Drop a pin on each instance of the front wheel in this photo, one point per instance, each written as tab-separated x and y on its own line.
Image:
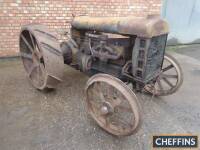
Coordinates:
169	80
113	105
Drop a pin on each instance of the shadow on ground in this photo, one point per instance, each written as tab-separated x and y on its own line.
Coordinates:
30	119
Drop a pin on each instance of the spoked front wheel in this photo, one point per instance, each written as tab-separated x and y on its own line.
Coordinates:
41	56
169	80
113	105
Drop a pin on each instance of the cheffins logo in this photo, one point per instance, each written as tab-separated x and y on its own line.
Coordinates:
175	141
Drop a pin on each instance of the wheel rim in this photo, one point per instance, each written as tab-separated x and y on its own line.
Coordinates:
169	80
113	105
32	58
41	56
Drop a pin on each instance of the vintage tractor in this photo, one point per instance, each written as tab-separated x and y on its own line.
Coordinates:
116	52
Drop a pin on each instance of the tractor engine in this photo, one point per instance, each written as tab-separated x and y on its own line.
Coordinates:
128	48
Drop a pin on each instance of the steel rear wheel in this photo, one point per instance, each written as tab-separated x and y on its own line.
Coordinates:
41	56
113	105
170	79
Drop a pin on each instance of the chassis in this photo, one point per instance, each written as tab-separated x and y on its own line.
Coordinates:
122	55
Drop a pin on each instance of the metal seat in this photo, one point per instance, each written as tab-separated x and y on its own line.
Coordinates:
147	27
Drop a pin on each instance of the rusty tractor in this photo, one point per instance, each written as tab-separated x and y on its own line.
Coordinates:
122	55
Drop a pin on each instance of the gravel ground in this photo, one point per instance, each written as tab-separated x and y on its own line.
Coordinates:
58	120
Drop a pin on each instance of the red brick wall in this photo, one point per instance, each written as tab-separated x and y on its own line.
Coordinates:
55	13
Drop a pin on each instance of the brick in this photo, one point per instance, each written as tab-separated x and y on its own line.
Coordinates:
54	14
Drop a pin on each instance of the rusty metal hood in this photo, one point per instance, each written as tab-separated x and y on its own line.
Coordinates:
148	26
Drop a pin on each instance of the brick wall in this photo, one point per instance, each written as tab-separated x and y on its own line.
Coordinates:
55	13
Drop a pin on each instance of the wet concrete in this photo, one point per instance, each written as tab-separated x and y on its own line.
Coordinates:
58	120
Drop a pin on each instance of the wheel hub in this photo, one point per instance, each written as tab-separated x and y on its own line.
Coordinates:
106	108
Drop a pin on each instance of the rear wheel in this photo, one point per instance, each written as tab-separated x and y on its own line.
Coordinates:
169	80
113	105
41	56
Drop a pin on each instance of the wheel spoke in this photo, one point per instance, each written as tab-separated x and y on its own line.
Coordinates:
167	68
170	76
26	42
168	82
159	84
26	55
33	43
124	108
33	67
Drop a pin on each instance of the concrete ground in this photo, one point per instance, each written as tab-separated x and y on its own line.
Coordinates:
58	120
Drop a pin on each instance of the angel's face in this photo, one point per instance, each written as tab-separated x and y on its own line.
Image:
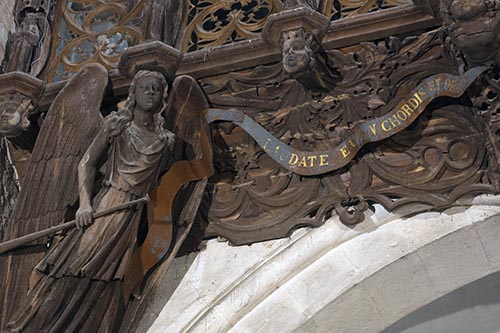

+--

**WHAT NEEDS TO BE DONE**
Number of lines holding the word "wall" in the material: give this value and nothing more.

**WRITTEN SOLUTION**
2